Find every line in the material containing the word "green", and copy each of those lines in full.

· · ·

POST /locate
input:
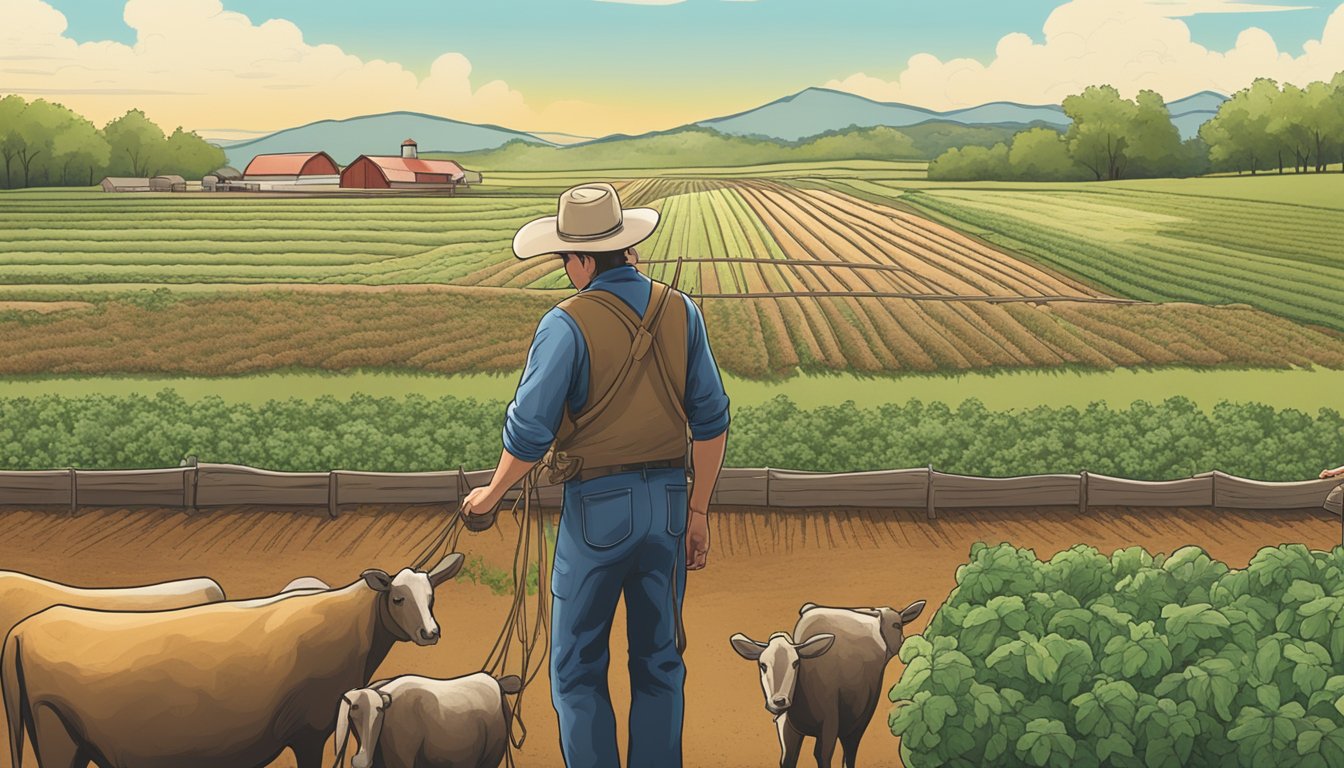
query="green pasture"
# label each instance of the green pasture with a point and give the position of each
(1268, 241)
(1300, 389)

· · ·

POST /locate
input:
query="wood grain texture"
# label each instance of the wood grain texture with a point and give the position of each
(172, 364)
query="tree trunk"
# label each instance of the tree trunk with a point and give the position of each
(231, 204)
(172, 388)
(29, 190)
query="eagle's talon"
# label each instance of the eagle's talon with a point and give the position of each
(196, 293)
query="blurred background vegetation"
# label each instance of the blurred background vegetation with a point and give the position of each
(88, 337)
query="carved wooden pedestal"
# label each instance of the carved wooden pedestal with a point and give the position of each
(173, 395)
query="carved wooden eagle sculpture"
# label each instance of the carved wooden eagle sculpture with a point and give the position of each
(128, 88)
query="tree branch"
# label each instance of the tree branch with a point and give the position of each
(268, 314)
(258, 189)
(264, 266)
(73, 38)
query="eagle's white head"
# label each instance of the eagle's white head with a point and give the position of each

· · ·

Response for this exercise:
query="green pasture"
# label each instance of the green pasture with a point and give the position of each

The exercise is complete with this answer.